- [Work item]
An exact reproduction of each record is required.

- [Data extract]
★ ★ ★ ★
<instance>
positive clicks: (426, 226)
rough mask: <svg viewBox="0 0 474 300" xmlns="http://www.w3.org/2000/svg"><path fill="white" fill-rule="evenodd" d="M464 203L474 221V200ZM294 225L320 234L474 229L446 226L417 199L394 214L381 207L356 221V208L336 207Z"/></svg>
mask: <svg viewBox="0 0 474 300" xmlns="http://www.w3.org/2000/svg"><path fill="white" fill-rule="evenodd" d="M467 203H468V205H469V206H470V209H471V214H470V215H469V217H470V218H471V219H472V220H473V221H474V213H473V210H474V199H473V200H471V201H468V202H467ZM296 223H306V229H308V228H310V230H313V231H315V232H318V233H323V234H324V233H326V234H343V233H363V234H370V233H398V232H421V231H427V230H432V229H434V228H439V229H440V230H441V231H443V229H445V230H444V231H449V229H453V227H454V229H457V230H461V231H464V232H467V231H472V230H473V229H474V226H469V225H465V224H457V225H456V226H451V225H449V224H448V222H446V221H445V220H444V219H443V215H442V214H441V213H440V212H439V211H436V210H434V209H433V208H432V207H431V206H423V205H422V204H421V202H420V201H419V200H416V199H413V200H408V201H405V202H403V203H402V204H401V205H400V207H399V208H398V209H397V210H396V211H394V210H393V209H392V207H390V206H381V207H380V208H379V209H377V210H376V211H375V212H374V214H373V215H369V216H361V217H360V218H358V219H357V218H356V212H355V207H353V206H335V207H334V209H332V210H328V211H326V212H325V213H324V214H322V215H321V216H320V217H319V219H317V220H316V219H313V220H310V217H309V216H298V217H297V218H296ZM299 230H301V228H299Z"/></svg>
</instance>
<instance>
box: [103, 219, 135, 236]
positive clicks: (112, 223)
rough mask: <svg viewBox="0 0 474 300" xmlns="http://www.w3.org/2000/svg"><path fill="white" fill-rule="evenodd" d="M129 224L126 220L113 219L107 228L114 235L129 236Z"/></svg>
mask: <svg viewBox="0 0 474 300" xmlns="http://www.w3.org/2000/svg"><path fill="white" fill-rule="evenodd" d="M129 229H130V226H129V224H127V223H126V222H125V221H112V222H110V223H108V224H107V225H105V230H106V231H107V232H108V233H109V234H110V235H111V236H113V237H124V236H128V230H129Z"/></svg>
★ ★ ★ ★
- [Solution to the problem]
<instance>
positive clicks: (426, 226)
rough mask: <svg viewBox="0 0 474 300" xmlns="http://www.w3.org/2000/svg"><path fill="white" fill-rule="evenodd" d="M464 203L474 221V200ZM294 225L320 234L474 229L446 226L417 199L394 214L381 207L356 221V208L336 207Z"/></svg>
mask: <svg viewBox="0 0 474 300" xmlns="http://www.w3.org/2000/svg"><path fill="white" fill-rule="evenodd" d="M467 203H468V205H469V206H470V209H471V214H470V215H469V217H470V218H471V219H472V220H473V221H474V213H473V210H474V199H473V200H471V201H468V202H467ZM296 223H306V229H308V228H310V230H313V231H315V232H318V233H323V234H324V233H326V234H343V233H363V234H370V233H398V232H421V231H427V230H432V229H434V228H439V229H440V230H441V231H443V229H445V230H444V231H449V229H453V227H454V229H457V230H461V231H464V232H467V231H472V230H473V229H474V226H469V225H465V224H457V225H456V226H451V225H449V224H448V222H446V221H445V220H444V219H443V215H442V214H441V213H440V212H439V211H436V210H434V209H433V208H432V207H431V206H423V205H422V204H421V202H420V201H419V200H416V199H413V200H408V201H405V202H403V203H402V204H401V205H400V207H399V208H398V209H397V210H396V211H394V210H393V209H392V207H390V206H381V207H380V208H379V209H377V210H376V211H375V212H374V214H373V215H369V216H361V217H360V218H358V219H357V218H356V212H355V207H353V206H335V207H334V209H332V210H328V211H326V212H325V213H324V214H322V215H321V216H320V217H319V219H317V220H316V219H313V220H310V217H309V216H298V217H297V218H296ZM299 230H301V228H299Z"/></svg>
</instance>
<instance>
box: [103, 219, 135, 236]
positive clicks: (112, 223)
rough mask: <svg viewBox="0 0 474 300" xmlns="http://www.w3.org/2000/svg"><path fill="white" fill-rule="evenodd" d="M129 224L126 220L113 219L107 228L114 235L129 236Z"/></svg>
mask: <svg viewBox="0 0 474 300" xmlns="http://www.w3.org/2000/svg"><path fill="white" fill-rule="evenodd" d="M129 229H130V226H129V224H127V223H126V222H125V221H112V222H110V223H108V224H107V225H105V230H106V231H107V232H108V233H109V234H110V235H111V236H113V237H124V236H128V230H129Z"/></svg>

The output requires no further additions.